Saved data entries:
* * * * * * * * *

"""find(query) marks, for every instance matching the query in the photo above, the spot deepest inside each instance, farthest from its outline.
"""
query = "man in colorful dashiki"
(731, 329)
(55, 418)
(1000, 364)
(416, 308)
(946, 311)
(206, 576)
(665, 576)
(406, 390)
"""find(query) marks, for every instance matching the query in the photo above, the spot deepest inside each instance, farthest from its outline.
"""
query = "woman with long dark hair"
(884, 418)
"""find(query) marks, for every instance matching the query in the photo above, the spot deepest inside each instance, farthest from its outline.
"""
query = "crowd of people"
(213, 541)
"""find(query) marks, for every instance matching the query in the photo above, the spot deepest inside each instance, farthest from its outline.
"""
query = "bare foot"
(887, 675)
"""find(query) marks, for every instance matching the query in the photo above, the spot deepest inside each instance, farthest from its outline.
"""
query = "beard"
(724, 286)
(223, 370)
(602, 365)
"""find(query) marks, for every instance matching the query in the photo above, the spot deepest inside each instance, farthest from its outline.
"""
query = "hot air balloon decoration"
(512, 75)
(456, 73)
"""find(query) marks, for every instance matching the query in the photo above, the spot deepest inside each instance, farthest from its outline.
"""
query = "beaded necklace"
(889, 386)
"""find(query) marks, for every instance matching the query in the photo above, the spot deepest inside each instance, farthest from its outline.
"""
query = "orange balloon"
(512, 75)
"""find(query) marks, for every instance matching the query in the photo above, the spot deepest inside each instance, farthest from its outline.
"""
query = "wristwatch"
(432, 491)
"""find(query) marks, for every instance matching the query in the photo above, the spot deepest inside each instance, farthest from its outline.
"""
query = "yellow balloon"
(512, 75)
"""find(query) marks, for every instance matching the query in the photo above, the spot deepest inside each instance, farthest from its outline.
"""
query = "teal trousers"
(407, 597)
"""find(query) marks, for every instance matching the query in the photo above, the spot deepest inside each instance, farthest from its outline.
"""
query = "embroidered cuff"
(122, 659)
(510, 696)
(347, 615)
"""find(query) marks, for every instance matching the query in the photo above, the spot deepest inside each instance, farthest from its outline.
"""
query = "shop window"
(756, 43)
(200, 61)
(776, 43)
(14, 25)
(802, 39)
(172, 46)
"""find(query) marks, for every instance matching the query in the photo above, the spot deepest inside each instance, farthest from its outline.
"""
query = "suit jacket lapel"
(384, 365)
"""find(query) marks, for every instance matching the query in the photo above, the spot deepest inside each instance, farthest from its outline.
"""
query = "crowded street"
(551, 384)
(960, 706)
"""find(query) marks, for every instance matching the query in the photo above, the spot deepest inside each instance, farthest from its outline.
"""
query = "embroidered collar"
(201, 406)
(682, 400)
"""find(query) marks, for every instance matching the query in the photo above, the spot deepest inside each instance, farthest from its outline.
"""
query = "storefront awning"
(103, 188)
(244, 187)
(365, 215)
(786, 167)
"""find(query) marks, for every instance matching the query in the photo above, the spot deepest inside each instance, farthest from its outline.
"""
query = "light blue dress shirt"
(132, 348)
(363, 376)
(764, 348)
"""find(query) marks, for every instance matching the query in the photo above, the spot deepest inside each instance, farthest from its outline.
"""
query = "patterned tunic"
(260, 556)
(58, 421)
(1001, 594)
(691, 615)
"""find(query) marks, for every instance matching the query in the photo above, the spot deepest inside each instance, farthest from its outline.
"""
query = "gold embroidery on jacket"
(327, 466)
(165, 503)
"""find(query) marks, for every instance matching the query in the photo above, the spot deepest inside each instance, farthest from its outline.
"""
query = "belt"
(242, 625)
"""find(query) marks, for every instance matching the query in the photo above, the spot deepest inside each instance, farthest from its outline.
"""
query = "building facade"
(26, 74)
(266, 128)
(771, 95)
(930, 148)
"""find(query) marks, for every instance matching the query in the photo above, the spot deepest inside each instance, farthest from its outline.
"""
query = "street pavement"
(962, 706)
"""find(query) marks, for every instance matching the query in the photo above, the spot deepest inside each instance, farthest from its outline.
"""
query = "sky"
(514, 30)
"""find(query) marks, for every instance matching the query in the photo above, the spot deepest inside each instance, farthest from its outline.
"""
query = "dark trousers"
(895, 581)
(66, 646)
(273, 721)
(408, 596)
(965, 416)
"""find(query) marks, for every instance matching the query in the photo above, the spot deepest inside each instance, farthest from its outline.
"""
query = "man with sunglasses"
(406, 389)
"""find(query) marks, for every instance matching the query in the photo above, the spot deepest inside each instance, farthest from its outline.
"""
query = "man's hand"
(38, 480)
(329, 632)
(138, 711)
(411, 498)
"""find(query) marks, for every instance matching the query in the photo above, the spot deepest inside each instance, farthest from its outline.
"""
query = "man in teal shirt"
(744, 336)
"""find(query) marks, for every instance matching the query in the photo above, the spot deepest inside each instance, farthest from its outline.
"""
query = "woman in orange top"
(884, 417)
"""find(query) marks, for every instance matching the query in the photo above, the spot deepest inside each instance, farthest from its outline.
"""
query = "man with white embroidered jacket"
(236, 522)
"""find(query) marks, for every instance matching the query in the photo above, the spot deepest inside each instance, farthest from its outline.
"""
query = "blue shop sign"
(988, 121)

* * * * * * * * *

The records above must be retyped in full, exactly.

"""find(query) marks, for every instance matching the query in the photo above, the spot deepest inside each instance, farthest from its outline.
"""
query = "man in colorful dashiki"
(731, 329)
(55, 418)
(1000, 364)
(416, 308)
(946, 311)
(206, 576)
(665, 576)
(406, 390)
"""find(query) marks, for every instance matching the query in the photo above, the spot deepest inside each instance, farthest from its outline.
"""
query = "woman with long dark hair"
(884, 418)
"""find(query) marks, for every instance matching the query in the photo above, the spot deepest inside each instance, farthest from its outline.
"""
query = "crowd of people"
(213, 541)
"""find(query) marks, for every instance matching the query in the photo above, the spot deepest inside each instance, farthest from its outline.
"""
query = "bare foot"
(887, 675)
"""find(query) marks, for every instance matching the query in the photo above, the spot deepest inside each instance, farthest from its outline.
"""
query = "beard"
(724, 286)
(223, 370)
(602, 365)
"""find(query) marks, for every instance matching the query in the photo above, the spot deepest inside each instance, farthest from its outline.
"""
query = "hot air balloon decoration"
(512, 75)
(456, 73)
"""find(query) marks, for every instance matching the query in the photo above, the spot deepest inside each instance, farthest from its outline.
"""
query = "beaded necklace"
(889, 386)
"""find(query) marks, for every instance matching the query in the photo above, the spot deepest inside each instance, farthest from its outline.
"""
query = "orange balloon"
(512, 75)
"""find(query) marks, for every instance matching the query in the photo above, the spot deepest inside each instance, farthest from its outline.
"""
query = "wristwatch"
(432, 491)
"""find(query) marks, for every instance matching the query in the photo above, the spot deepest inside each instance, farthest from its outline.
"""
query = "yellow balloon"
(512, 75)
"""find(query) marks, for every instance matching the query in the photo above, the spot deepest inside each instance, farthest from its outline.
"""
query = "teal trousers"
(407, 597)
"""find(query) marks, for every instance matching the query in the photo above, the spot deepest inside each instance, farthest from its outline.
"""
query = "embroidered cuff"
(122, 659)
(510, 696)
(347, 615)
"""find(query) marks, for every instance matching the query in the photo above, the spot deepest inside each instance, farthest from its outline.
"""
query = "shop window"
(756, 43)
(200, 61)
(776, 43)
(14, 25)
(802, 39)
(172, 46)
"""find(query) marks, for every instance matching the query in the photo above, the spot deepest inside each instance, farthest from its outline.
"""
query = "suit jacket lapel"
(384, 365)
"""find(query) marks, for every instance matching the query in the photo above, the spot deepest inside each instance, farthest from its outline.
"""
query = "crowded street"
(551, 384)
(960, 706)
"""find(query) marks, for every instance matching the query in the photo above, the spot deepest inside each instance, farthest from its outline.
"""
query = "embroidered collar"
(201, 406)
(682, 400)
"""find(query) marks, for every instance matching the query in the photo above, the spot deepest inside each instance, farthest from its outline.
"""
query = "storefront awning"
(103, 188)
(244, 187)
(365, 215)
(786, 167)
"""find(query) marks, for every instance matching the query in the photo above, the spot deepest inside each instance, farthest from its outline.
"""
query = "light blue dress shirt"
(132, 348)
(363, 376)
(764, 348)
"""find(query) marks, for every instance matching the query in the photo above, the spot deepest inside each instance, farthest from its outline.
"""
query = "patterned tunic"
(260, 556)
(58, 421)
(1001, 594)
(691, 615)
"""find(query) marks, for every instance matching the query in the photo above, the spot deepest inside each instance, farthest from its outline.
"""
query = "gold embroidery on jacket"
(327, 466)
(165, 503)
"""find(query) marks, for every instance matching the query in the photo above, the spot deepest inside each instance, farthest from its outline.
"""
query = "belt"
(242, 625)
"""find(query) marks, for every instance matching the query in the photo above, the spot deepest inside each instance, farthest from its outline.
"""
query = "building facade"
(26, 74)
(266, 128)
(771, 95)
(930, 148)
"""find(query) marks, for every instance matching the query in the photo above, the spot deepest inside each instance, farthest from its outline.
"""
query = "street pavement"
(962, 706)
"""find(query) marks, for every instance matching the query in the photo above, the spot deepest inside each instance, farthest from its outline.
"""
query = "sky"
(514, 30)
"""find(query) marks, for every instance matching the query in the photo above, the spot deepest inside each instance, farthest from its outline.
"""
query = "dark trousers"
(895, 581)
(66, 646)
(273, 721)
(408, 596)
(965, 416)
"""find(query) marks, for every instance matching the query in the photo above, the spot deepest inside each instance, farthest from its outline.
"""
query = "man with sunglasses"
(406, 389)
"""find(query) marks, for every instance matching the query in the photo above, the spot deepest inside each instance, farthest from its outline.
"""
query = "man's hand"
(38, 480)
(329, 632)
(138, 711)
(411, 498)
"""find(query) marks, for every instance matching the query in the photo above, the spot deepest inside each instance, farthest from its outline.
"""
query = "man in teal shirt"
(744, 336)
"""find(query) marks, for every instance matching the query in the photo above, the spot deepest inside each instance, farthest from its outline.
"""
query = "woman in orange top"
(884, 417)
"""find(query) marks, for every instance matching the query in the photo above, the spot deepest inside each instance, farthest from its outline.
"""
query = "man with white embroidered jacket"
(236, 522)
"""find(query) marks, for every instance matching the query in the photo above, the spot deepest inside each instance, farthest from its outline.
"""
query = "blue shop sign"
(988, 121)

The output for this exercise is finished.